(WORK TO DO)
Reproduce every row below word for word, leaving out the pictures.

(Point annotation rows)
• • • •

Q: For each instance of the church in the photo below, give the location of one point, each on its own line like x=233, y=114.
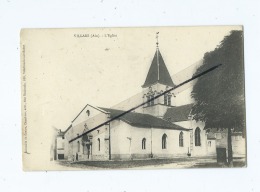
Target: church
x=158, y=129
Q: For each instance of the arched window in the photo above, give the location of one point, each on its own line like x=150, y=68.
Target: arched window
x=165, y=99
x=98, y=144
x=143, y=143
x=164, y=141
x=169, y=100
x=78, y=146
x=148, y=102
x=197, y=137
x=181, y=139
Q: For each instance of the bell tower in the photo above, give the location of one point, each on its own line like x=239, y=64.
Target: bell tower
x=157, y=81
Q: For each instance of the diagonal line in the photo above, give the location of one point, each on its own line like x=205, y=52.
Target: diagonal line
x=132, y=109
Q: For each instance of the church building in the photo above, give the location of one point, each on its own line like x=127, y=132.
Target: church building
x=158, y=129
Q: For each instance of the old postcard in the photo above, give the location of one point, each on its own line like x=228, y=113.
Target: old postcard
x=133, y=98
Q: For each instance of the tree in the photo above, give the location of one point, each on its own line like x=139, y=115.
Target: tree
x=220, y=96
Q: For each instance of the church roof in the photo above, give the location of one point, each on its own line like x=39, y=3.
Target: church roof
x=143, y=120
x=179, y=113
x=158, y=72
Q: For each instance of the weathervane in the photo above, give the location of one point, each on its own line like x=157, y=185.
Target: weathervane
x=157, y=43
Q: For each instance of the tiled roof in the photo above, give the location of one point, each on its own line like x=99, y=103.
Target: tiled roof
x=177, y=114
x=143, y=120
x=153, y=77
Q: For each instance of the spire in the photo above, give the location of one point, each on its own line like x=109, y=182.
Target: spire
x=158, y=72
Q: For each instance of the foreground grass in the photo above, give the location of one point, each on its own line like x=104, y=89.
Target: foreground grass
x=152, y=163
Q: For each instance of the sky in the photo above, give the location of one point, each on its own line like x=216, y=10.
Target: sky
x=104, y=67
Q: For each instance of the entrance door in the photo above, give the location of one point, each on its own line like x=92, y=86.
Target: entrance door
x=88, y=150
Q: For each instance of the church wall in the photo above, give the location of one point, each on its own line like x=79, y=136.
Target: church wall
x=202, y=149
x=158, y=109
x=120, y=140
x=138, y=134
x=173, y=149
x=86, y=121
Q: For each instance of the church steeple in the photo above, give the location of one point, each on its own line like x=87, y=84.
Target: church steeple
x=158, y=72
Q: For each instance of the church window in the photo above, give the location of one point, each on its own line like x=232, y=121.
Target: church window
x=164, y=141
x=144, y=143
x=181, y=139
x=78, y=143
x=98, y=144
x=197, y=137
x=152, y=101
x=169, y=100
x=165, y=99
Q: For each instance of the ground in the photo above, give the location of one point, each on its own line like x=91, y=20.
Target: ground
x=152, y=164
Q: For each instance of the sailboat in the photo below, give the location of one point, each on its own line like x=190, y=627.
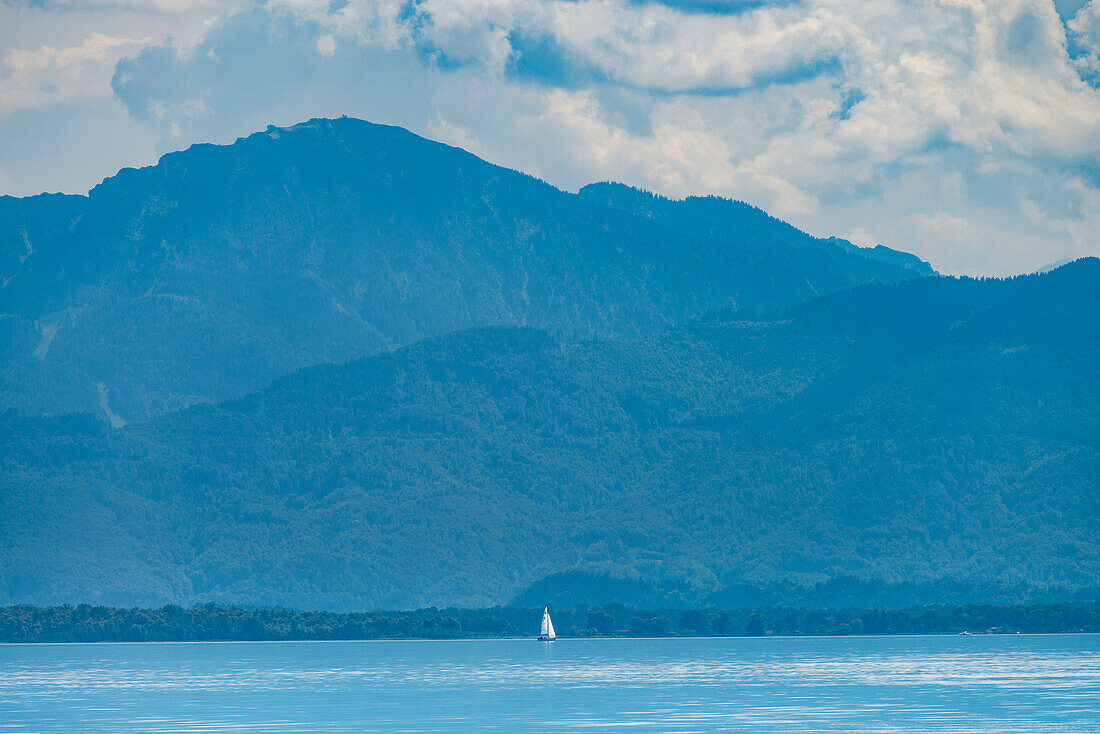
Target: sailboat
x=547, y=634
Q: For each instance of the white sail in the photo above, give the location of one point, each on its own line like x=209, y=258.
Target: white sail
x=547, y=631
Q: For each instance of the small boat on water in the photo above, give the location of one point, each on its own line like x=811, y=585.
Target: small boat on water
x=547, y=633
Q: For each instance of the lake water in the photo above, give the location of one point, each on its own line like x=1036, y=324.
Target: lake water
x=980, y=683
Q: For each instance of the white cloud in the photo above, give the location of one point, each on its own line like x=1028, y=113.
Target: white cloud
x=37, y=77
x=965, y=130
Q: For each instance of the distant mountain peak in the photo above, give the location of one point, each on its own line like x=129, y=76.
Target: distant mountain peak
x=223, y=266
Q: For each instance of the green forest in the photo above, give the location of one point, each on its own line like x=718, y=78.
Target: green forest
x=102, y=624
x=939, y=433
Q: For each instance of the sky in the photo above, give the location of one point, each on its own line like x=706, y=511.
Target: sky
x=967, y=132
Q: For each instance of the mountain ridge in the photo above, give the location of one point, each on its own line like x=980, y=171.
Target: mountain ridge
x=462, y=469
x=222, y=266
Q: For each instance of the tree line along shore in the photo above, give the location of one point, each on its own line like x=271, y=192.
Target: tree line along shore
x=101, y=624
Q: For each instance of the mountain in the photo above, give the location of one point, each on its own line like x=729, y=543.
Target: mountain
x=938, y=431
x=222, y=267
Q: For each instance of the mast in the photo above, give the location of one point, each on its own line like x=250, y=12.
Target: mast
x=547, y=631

• • • •

(EXERCISE SOLUTION)
Q: For each instance of the church in the photo below, give the location of one point, each on its own line like x=233, y=114.
Target: church
x=158, y=129
Q: For each instance of the arched window in the photo above, give the location of one point, each on its own line like x=150, y=68.
Target: arched window
x=165, y=99
x=98, y=144
x=143, y=143
x=164, y=141
x=169, y=100
x=78, y=146
x=148, y=102
x=197, y=137
x=181, y=139
Q: For each instance of the bell tower in the photo above, give the location of one point, each on its own line like x=239, y=64.
Target: bell tower
x=157, y=81
Q: For each instance of the diagonal line in the photo above, give the location of one point, each on its own line like x=205, y=52.
Target: diagonal line
x=132, y=109
Q: For each instance of the church building in the photo above, give the location of one point, each on its own line like x=127, y=132.
Target: church building
x=158, y=129
Q: For each instance of the old postcard in the photo above, give the location of one point, each on its own line like x=228, y=113.
Target: old postcard
x=133, y=98
Q: For each instance of the tree in the photo above, give the location of one point, each on its own line like x=139, y=115.
Target: tree
x=220, y=96
Q: For each instance of the church roof in the photo above, give the location of one point, each on its own line like x=39, y=3.
Target: church roof
x=143, y=120
x=179, y=113
x=158, y=72
Q: For each instance of the weathervane in the photo above, give the location of one point, each on its own line like x=157, y=185.
Target: weathervane
x=157, y=43
Q: For each instance of the tiled roof in the photo above, give the location of one point, each on its own line like x=99, y=103.
Target: tiled roof
x=177, y=114
x=143, y=120
x=153, y=77
Q: For each instance of the spire in the photo above, give the location of one point, each on its own line like x=109, y=182.
Target: spire
x=158, y=72
Q: For each instance of the foreground grass in the photo above, give the location of one point, each on its own line like x=104, y=89.
Target: foreground grass
x=152, y=163
Q: For each instance of the sky in the photo above, give the location of one point, each on its own line like x=216, y=10.
Target: sky
x=104, y=67
Q: For each instance of the entrance door in the photo above, give the location of one point, each on its own line like x=92, y=86.
Target: entrance door
x=88, y=150
Q: For each instance of the church wall in the photo above, give the location of one point, each on its own line like x=79, y=136.
Target: church wall
x=202, y=149
x=158, y=109
x=120, y=140
x=138, y=134
x=173, y=149
x=86, y=121
Q: For each instance of the church steeple in the photo above, give the location of one point, each on its own line like x=87, y=84.
Target: church steeple
x=158, y=72
Q: For each instance of the church window in the photo above, give the location of one point, each on its own line like x=232, y=121.
Target: church window
x=164, y=141
x=144, y=143
x=181, y=139
x=78, y=143
x=98, y=144
x=197, y=137
x=152, y=101
x=169, y=100
x=165, y=99
Q: For each instance of the ground in the photo above, give the location of one point, each on its own line like x=91, y=20.
Target: ground
x=152, y=164
Q: For each instance of the sailboat in the photo below, give the location of one point, each on its own line like x=190, y=627.
Target: sailboat
x=547, y=634
Q: For each instance of the white sail in the photo above, give the location of one point, each on its own line like x=209, y=258.
Target: white sail
x=547, y=631
Q: For each instance of the small boat on water in the photo above, give the location of one point, each on its own line like x=811, y=585.
Target: small boat on water
x=547, y=633
Q: For each instance of the lake water in the photo above, give the location of one point, each on its own line like x=1036, y=324.
Target: lake water
x=980, y=683
Q: For each instance of the white cloud in the photo above, give the location of one point, each on its own line like x=1028, y=113.
Target: white cloud
x=37, y=77
x=965, y=130
Q: For each instance of the distant mountain peak in the photo above, give the location of one point, each on its own line like x=129, y=76.
Target: distant mountain peak
x=223, y=266
Q: For each instance of the green forest in the photo above, give the location of one point, each on its own line like x=718, y=78.
Target: green forest
x=102, y=624
x=939, y=433
Q: For each instance of the sky in the photo above, give the location of one point, each on its own line like x=706, y=511.
Target: sky
x=967, y=132
Q: For each instance of the mountain ridge in the photo above, give the location of one point, each on its own line like x=980, y=171.
Target: mountain ridge
x=462, y=469
x=222, y=266
Q: For each instance of the tree line along shore in the photo above, give the location of one point, each on its own line like x=271, y=192.
Target: tree line along shore
x=101, y=624
Q: For each instance of the mountain in the photo above, give the location of one point, each on its own line like x=729, y=543.
Target: mountain
x=938, y=431
x=222, y=267
Q: For each instance of the mast in the photo above, give the location of one point, each on its own line like x=250, y=12.
Target: mast
x=547, y=631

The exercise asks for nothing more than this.